_INFORMATION_
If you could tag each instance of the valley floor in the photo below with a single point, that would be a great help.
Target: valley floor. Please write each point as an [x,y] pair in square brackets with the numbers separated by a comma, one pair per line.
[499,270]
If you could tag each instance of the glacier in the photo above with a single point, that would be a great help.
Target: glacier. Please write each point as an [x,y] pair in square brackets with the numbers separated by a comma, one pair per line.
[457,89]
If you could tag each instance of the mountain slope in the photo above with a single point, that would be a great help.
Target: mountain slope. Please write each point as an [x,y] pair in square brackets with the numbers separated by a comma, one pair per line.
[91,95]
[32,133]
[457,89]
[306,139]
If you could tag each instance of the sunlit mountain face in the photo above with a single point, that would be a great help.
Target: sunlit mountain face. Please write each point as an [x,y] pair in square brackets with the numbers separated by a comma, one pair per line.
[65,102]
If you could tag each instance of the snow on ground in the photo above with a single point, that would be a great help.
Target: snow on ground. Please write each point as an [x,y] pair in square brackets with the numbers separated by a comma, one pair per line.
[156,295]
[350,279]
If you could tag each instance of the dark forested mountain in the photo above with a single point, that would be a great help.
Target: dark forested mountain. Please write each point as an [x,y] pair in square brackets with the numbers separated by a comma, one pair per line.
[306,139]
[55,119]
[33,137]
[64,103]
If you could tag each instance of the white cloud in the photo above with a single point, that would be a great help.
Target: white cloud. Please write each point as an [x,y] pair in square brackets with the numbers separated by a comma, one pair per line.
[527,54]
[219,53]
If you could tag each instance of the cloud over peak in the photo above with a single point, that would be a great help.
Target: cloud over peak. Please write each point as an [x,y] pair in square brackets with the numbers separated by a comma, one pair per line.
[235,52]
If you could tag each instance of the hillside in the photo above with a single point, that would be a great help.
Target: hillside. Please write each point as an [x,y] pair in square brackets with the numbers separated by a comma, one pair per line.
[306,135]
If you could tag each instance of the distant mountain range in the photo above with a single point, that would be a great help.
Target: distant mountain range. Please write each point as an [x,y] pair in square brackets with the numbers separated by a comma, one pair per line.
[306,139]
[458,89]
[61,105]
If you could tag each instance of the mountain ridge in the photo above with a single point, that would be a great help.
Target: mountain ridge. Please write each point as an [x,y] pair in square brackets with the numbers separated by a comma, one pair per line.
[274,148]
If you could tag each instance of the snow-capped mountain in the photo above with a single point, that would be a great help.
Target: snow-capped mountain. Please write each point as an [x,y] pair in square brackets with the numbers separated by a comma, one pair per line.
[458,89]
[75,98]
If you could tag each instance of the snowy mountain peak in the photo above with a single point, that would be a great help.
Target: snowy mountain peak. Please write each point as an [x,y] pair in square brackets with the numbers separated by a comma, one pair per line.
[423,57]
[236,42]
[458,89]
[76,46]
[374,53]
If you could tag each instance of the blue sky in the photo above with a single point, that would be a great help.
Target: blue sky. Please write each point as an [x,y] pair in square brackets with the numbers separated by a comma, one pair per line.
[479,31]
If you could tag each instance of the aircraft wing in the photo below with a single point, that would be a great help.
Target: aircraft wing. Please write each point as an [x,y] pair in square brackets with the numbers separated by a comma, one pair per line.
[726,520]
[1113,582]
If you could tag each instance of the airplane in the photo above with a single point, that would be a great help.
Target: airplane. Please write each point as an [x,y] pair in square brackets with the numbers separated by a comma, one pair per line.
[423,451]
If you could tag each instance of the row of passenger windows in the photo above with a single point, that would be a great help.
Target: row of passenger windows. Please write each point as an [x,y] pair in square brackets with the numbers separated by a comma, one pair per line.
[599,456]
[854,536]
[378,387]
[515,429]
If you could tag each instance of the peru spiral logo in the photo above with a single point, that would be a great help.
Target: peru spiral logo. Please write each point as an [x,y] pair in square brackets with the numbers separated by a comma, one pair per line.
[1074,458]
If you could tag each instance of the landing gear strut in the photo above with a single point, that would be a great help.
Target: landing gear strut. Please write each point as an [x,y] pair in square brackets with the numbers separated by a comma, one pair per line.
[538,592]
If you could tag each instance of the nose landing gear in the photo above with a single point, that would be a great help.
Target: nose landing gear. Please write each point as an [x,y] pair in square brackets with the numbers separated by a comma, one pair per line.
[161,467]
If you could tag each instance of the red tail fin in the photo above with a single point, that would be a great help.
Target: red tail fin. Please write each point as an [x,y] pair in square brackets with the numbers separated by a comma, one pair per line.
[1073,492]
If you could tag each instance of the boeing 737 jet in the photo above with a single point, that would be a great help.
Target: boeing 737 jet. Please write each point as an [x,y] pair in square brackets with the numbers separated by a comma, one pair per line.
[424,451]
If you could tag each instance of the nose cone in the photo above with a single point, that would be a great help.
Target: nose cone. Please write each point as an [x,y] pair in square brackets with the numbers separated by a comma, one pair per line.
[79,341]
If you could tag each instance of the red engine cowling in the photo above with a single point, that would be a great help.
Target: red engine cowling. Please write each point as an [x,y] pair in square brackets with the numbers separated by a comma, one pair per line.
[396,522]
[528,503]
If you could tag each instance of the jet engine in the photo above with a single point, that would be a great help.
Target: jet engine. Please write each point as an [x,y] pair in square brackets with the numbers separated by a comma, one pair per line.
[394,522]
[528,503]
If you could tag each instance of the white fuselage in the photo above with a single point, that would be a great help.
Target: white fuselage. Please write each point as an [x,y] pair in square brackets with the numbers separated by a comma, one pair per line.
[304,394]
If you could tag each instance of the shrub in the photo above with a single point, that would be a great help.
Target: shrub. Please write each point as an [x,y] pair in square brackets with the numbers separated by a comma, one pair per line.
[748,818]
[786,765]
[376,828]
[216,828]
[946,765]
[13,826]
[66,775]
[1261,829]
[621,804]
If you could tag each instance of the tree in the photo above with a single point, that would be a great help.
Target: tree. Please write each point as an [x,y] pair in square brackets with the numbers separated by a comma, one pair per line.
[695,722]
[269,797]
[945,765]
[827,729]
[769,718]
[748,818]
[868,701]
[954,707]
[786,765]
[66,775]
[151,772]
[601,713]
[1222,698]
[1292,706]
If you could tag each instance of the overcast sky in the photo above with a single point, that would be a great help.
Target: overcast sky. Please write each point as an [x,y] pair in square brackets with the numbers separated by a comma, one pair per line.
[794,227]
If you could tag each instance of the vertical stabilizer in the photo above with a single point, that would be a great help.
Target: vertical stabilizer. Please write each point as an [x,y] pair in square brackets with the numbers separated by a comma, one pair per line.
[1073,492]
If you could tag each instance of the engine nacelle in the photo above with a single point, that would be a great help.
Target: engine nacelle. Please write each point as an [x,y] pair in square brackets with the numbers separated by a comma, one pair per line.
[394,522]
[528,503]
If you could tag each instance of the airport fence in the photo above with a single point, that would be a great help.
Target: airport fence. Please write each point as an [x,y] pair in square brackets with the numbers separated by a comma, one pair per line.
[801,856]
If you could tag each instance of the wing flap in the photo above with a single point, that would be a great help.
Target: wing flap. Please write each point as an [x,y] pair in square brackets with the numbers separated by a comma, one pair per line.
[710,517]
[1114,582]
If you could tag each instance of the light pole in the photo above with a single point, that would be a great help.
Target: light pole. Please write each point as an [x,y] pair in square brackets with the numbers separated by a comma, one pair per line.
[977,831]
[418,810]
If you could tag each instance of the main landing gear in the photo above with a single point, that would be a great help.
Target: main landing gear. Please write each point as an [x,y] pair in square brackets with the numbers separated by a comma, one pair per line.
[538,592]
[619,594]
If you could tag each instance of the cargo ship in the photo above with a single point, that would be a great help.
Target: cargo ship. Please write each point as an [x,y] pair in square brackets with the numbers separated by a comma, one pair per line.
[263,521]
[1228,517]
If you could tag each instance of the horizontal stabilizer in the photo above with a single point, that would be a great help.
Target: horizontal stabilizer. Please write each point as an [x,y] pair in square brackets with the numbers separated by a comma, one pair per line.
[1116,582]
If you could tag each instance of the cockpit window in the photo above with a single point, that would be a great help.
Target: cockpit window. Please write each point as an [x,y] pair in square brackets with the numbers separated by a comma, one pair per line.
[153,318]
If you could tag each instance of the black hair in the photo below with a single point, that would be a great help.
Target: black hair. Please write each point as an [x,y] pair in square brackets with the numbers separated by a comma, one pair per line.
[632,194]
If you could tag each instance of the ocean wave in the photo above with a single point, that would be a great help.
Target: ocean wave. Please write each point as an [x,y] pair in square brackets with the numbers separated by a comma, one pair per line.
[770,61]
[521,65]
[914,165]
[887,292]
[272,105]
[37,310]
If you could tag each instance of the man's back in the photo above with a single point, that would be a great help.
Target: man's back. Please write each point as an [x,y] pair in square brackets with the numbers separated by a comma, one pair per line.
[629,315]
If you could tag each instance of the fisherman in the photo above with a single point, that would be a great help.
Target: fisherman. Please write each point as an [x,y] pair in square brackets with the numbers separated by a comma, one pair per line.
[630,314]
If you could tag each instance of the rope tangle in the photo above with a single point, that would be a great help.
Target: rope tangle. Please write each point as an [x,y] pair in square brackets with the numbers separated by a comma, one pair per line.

_YOUR ASSIGNMENT_
The exercise is to copy out every line above that has the word "rope" in it.

_FINISHED TASK_
If you could tag each instance of the rope tangle in the photo above with a single point, that would be a great help.
Target: rope tangle. Please write each point as an [x,y] pair in square brackets with the numbers separated by a comma, one pair per line.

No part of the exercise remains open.